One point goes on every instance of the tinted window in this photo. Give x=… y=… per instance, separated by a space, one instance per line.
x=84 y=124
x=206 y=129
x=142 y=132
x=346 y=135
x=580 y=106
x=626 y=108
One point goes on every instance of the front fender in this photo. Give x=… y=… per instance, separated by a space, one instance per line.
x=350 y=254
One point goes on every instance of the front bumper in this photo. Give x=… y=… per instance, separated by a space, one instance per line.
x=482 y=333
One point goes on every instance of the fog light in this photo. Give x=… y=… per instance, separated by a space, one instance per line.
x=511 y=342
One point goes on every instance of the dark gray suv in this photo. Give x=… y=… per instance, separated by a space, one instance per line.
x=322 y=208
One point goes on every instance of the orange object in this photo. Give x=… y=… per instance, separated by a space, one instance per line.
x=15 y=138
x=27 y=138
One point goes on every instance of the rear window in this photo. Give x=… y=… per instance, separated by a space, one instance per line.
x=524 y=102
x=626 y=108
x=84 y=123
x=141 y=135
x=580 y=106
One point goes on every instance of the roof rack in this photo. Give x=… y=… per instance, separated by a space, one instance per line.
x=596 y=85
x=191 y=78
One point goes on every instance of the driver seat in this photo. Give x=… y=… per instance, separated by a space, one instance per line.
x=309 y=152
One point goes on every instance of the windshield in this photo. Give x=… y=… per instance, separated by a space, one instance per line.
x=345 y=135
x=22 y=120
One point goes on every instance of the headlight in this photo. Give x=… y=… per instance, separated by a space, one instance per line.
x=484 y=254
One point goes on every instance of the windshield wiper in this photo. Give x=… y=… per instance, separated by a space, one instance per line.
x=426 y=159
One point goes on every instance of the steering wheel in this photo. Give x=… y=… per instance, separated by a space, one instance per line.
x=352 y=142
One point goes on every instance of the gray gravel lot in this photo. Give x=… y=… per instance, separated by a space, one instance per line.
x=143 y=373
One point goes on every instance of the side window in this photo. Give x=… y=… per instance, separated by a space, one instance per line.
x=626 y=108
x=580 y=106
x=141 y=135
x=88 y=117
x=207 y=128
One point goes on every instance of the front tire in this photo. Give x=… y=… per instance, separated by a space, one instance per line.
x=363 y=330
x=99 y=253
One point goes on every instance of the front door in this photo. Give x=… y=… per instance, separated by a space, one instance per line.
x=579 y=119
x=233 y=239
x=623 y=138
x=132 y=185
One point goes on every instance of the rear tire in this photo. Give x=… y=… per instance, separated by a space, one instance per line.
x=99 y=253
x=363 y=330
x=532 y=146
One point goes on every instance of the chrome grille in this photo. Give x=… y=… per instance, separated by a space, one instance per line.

● ● ● ●

> **DIRECTIONS**
Could you give every line of the records above as a Markdown table with the columns Row and Text, numbering each line and leaving out any blank lines?

> **PROBLEM SOLUTION**
| Row | Text |
|---|---|
| 1 | One point goes on every instance of the tinted window in this photo. Give x=… y=… per instance, separated by a space, one instance per line. |
| 2 | x=84 y=124 |
| 3 | x=206 y=129 |
| 4 | x=142 y=132 |
| 5 | x=346 y=135 |
| 6 | x=580 y=106 |
| 7 | x=626 y=108 |
| 8 | One point goes on every instance of the front fender in this photo. Give x=… y=… per instance, separated by a space, one instance per line. |
| 9 | x=350 y=254 |
| 10 | One point goes on every instance of the front bumper in this photo. Give x=… y=… per instance, separated by a space, one instance per line. |
| 11 | x=482 y=333 |
| 12 | One point goes on every instance of the fog light in this photo. Give x=… y=… per instance, separated by a space, one instance per line. |
| 13 | x=511 y=342 |
| 14 | One point goes on every instance of the dark gray suv in this photo. Give x=… y=… per instance, separated by a space, one instance per line. |
| 15 | x=322 y=208 |
| 16 | One point goes on every instance of the orange object in this photo. Give x=… y=… per instance, separated by a space, one instance per line. |
| 17 | x=15 y=138 |
| 18 | x=27 y=138 |
| 19 | One point goes on every instance of the rear window in this photo. Give x=… y=… per instance, separated by a space, one instance per line. |
| 20 | x=524 y=102 |
| 21 | x=626 y=108 |
| 22 | x=84 y=123 |
| 23 | x=141 y=135 |
| 24 | x=580 y=106 |
| 25 | One point goes on every instance of the roof rack in this photo. Give x=… y=… per instance, separated by a space, one instance per line. |
| 26 | x=596 y=85 |
| 27 | x=191 y=78 |
| 28 | One point goes on every instance of the driver seat in this photo. Give x=… y=… per instance, separated by a space, one instance per line. |
| 29 | x=309 y=152 |
| 30 | One point goes on every instance of the windshield in this photo. Give x=… y=… per instance, separated by a space, one instance per line. |
| 31 | x=345 y=135 |
| 32 | x=22 y=120 |
| 33 | One point goes on every instance of the headlight in this photo. Give x=… y=… per instance, separated by a space, one instance per line. |
| 34 | x=484 y=254 |
| 35 | One point goes on every instance of the windshield wiper in this photo. Give x=… y=… per instance, separated by a space, one instance per line. |
| 36 | x=426 y=159 |
| 37 | One point goes on every instance of the steering wheel in this photo. Give x=… y=… per instance, separated by a space, one instance per line. |
| 38 | x=352 y=142 |
| 39 | One point goes on every instance of the gray gravel lot in this photo. Give x=… y=… per instance, separated by a space, one instance per line. |
| 40 | x=143 y=373 |
| 41 | One point goes on every instance of the side window in this photo. Give x=… y=… per instance, separated by a space, one instance per line. |
| 42 | x=626 y=108 |
| 43 | x=580 y=106 |
| 44 | x=141 y=135 |
| 45 | x=88 y=117 |
| 46 | x=207 y=128 |
| 47 | One point goes on every instance of the front tire in this photo. Give x=… y=… per instance, separated by a space, one instance per line. |
| 48 | x=363 y=330 |
| 49 | x=99 y=253 |
| 50 | One point goes on every instance of the front door in this photo. Give x=… y=… per instance, separated by a space, one instance per line. |
| 51 | x=579 y=119 |
| 52 | x=233 y=239 |
| 53 | x=623 y=138 |
| 54 | x=132 y=185 |
| 55 | One point goes on every instance of the rear tire in this photo. Give x=… y=… per instance, separated by a space, one instance per line. |
| 56 | x=99 y=253 |
| 57 | x=363 y=330 |
| 58 | x=532 y=146 |
| 59 | One point goes on every instance of the chrome grille in this photo. Give x=… y=… per instance, separated by a space, one instance per line. |